▸ Your task
Beneath this instruction is a listing. Transcribe from it only the stretch from the line with "TARGET = strapless black gown" through the line with "TARGET = man's ear", both end lines included, exactly as written.

******************************

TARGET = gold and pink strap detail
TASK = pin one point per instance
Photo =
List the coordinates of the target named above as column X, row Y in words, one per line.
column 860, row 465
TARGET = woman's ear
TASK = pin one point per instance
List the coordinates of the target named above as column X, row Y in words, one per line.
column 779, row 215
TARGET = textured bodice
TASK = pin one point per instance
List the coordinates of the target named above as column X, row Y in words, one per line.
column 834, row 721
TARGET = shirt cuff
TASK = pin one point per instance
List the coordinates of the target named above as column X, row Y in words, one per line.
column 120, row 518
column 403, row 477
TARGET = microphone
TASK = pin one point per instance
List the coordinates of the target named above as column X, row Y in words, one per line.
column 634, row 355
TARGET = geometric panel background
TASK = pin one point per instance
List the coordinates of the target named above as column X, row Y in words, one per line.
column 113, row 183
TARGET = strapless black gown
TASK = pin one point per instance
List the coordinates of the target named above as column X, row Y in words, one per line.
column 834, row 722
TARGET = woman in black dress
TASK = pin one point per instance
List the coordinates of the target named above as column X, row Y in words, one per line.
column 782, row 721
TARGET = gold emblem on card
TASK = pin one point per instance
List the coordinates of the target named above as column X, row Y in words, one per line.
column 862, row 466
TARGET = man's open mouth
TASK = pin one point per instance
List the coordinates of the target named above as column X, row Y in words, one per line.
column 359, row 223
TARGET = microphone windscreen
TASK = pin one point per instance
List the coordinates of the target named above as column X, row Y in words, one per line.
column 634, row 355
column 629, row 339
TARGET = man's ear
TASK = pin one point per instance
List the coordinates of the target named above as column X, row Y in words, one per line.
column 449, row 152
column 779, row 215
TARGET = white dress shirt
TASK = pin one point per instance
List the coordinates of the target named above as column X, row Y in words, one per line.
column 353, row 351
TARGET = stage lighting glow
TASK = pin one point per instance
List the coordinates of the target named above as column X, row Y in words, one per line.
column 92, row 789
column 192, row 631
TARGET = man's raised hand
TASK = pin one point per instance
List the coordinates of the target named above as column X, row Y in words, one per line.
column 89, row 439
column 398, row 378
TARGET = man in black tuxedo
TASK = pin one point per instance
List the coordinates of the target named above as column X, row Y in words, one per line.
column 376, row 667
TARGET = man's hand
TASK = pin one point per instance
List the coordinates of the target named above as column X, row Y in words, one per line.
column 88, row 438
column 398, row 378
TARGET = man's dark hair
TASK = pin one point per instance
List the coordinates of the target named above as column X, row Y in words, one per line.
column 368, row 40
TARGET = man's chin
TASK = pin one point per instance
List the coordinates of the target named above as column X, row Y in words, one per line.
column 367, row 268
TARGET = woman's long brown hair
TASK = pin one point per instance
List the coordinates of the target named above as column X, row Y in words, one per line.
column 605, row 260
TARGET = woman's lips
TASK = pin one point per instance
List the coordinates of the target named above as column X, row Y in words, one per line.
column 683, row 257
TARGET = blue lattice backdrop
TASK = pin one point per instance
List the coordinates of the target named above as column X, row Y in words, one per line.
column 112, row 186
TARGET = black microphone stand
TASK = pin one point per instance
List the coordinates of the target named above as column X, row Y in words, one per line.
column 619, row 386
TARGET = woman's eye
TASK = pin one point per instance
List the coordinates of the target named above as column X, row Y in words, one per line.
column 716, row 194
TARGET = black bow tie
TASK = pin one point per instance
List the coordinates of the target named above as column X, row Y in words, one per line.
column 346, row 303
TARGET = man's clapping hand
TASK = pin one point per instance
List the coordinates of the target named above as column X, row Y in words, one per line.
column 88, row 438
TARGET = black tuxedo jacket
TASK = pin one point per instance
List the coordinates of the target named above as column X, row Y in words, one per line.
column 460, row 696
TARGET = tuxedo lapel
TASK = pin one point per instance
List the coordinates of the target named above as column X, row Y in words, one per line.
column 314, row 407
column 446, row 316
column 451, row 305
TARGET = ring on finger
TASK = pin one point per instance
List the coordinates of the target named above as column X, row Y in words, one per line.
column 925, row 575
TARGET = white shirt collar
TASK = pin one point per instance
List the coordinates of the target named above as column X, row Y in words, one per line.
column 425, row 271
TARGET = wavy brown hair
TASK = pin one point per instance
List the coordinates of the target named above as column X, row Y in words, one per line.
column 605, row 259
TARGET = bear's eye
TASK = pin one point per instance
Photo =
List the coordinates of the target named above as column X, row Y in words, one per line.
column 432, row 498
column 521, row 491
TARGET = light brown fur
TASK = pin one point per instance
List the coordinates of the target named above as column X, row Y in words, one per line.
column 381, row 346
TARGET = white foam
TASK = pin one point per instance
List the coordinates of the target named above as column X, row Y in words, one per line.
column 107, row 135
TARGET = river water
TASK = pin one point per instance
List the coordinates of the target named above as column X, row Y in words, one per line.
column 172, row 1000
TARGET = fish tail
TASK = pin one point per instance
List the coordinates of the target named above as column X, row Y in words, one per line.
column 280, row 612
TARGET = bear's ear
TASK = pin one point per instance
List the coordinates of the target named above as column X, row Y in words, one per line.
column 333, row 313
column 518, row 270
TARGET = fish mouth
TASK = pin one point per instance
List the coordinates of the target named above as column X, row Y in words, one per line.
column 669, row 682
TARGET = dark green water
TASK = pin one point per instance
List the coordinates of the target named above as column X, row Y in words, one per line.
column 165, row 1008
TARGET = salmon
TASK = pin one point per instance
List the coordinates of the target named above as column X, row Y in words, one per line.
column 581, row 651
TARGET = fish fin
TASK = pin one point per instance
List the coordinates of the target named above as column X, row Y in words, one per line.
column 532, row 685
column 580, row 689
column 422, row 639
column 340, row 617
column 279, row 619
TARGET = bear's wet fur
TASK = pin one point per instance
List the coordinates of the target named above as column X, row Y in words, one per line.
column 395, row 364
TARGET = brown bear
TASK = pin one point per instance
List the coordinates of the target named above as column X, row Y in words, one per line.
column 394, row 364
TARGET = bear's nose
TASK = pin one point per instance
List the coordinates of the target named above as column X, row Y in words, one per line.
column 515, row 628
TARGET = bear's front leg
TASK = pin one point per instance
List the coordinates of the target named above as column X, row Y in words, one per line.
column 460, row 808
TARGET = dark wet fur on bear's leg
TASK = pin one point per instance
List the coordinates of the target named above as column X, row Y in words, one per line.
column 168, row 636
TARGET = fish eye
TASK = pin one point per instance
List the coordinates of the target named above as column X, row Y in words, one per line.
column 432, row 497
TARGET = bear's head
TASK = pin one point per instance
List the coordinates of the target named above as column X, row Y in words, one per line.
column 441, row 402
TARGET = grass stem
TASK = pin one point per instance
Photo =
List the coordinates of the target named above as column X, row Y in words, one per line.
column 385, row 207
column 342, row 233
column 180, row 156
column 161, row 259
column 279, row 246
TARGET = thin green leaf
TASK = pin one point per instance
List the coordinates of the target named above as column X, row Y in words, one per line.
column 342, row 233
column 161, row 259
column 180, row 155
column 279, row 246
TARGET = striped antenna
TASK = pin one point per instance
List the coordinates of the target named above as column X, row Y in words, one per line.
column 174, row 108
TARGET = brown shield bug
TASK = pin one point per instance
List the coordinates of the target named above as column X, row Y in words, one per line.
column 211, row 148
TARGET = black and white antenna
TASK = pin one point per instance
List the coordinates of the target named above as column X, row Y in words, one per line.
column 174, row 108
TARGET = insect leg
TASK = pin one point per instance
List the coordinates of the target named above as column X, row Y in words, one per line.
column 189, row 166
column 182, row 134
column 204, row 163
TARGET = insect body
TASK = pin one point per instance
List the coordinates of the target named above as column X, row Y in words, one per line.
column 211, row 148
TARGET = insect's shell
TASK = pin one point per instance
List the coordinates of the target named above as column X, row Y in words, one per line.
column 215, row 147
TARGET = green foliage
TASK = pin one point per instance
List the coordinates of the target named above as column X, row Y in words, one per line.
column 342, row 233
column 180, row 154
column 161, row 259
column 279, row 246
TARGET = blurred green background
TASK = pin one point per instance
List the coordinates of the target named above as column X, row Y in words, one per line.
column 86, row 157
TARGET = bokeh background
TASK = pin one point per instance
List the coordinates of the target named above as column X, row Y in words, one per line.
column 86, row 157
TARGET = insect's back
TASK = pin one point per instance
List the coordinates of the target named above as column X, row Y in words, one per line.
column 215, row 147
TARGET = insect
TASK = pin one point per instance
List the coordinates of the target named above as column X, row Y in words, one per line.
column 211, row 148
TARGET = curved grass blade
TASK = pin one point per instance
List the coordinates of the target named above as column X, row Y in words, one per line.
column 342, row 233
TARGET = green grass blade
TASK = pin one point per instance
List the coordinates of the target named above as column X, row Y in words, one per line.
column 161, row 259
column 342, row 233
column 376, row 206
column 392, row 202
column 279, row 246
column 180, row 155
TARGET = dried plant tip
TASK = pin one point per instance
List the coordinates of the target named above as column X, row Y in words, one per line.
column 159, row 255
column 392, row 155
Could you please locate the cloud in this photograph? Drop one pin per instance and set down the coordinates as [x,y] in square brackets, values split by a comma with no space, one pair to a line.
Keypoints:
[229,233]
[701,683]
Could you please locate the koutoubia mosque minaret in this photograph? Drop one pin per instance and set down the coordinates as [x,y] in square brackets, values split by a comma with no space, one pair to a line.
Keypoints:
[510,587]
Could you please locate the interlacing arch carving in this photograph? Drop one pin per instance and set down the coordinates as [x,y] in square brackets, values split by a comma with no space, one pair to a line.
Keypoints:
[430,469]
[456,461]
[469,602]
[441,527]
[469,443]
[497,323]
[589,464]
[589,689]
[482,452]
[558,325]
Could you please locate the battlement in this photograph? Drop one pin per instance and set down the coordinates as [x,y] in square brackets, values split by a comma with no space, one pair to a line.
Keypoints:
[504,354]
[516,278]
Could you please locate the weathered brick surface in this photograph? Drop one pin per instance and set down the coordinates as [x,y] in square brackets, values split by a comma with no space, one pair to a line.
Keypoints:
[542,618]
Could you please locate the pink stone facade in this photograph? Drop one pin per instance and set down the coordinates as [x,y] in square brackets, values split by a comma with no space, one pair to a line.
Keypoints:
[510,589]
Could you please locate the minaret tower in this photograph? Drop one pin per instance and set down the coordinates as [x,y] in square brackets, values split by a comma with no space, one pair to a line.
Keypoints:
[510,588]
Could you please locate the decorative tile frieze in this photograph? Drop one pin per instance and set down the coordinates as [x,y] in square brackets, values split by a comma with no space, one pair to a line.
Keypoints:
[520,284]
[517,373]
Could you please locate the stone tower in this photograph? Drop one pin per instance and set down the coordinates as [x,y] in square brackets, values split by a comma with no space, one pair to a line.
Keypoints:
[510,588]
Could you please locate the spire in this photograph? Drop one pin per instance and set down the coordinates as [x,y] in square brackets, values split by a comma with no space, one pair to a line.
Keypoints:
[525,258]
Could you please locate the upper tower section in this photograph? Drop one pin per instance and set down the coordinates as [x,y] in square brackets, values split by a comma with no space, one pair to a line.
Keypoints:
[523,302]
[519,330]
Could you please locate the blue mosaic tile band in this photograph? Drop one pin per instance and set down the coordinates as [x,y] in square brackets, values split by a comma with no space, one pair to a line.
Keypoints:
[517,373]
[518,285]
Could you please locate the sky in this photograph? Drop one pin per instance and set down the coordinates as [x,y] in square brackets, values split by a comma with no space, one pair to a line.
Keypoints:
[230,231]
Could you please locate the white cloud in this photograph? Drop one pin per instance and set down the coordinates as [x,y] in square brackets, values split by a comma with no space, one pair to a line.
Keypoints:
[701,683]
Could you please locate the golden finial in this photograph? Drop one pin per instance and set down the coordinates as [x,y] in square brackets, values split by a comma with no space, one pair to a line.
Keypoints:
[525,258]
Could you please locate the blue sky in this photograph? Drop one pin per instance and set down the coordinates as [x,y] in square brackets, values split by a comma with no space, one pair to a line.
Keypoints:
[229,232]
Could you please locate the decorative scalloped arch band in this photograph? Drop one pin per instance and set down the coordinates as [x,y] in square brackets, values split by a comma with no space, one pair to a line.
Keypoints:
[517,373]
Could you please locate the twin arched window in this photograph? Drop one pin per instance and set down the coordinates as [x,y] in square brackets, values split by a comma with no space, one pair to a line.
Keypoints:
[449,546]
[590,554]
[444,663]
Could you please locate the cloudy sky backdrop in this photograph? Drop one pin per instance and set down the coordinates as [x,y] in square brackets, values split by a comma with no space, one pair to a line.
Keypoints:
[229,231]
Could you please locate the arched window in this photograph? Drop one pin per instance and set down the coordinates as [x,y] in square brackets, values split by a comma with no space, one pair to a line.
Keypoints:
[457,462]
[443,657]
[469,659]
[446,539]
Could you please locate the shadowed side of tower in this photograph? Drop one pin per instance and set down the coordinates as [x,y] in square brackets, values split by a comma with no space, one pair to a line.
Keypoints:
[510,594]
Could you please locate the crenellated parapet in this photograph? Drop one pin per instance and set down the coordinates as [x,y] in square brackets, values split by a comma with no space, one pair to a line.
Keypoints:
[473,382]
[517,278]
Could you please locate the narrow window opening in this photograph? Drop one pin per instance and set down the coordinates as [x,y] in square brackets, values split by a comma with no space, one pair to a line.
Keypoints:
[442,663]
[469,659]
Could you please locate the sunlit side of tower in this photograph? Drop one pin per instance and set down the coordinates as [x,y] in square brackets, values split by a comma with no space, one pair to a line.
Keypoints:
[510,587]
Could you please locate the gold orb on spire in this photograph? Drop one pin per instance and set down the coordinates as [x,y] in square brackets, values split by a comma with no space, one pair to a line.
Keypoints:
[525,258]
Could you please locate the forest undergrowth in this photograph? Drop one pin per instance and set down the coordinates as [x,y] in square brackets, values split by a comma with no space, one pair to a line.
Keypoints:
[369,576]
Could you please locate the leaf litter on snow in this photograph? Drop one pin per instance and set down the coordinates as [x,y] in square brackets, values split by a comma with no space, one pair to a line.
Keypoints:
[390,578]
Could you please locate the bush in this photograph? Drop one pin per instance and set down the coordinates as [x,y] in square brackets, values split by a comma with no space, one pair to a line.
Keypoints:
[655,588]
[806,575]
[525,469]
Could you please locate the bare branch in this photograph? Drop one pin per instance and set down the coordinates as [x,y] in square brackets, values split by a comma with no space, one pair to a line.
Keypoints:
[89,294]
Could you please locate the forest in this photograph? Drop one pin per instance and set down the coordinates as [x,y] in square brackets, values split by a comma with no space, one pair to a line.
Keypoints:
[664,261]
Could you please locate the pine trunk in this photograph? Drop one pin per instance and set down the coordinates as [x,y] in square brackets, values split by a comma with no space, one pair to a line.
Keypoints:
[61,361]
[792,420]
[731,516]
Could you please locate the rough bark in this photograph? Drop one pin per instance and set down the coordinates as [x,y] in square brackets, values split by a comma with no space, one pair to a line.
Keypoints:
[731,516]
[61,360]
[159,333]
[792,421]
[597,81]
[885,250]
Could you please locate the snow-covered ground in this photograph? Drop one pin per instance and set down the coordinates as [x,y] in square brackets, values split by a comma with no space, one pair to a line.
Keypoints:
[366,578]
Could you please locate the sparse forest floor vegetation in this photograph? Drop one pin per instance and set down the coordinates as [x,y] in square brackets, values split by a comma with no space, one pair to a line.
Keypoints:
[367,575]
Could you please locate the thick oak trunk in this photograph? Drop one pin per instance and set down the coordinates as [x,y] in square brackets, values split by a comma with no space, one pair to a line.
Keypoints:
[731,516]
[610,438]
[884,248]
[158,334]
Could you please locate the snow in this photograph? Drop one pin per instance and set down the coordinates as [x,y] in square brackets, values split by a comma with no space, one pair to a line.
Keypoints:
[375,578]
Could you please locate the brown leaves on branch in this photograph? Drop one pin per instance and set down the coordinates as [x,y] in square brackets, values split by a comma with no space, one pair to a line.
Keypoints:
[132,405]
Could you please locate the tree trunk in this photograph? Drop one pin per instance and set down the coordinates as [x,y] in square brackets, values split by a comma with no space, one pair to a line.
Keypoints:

******************************

▸ Result of the task
TARGET = strapless black gown
TASK = pin one point per instance
List the coordinates of the target named above as column X, row Y in words, one per line.
column 834, row 722
TARGET = woman in black dress
TASK = pin one point per instance
List the coordinates of the target named above as column X, row Y in words, one per line.
column 782, row 721
TARGET = gold emblem on card
TASK = pin one point per instance
List the coordinates of the target named above as column X, row Y in words, one per line.
column 862, row 466
TARGET = man's open mouth
TASK = pin one point per instance
List the coordinates of the target named above as column X, row Y in words, one per line.
column 359, row 223
TARGET = microphone windscreen
TASK = pin one point per instance
List the coordinates of the target named above as column X, row Y in words, one per line.
column 634, row 355
column 629, row 339
TARGET = man's ear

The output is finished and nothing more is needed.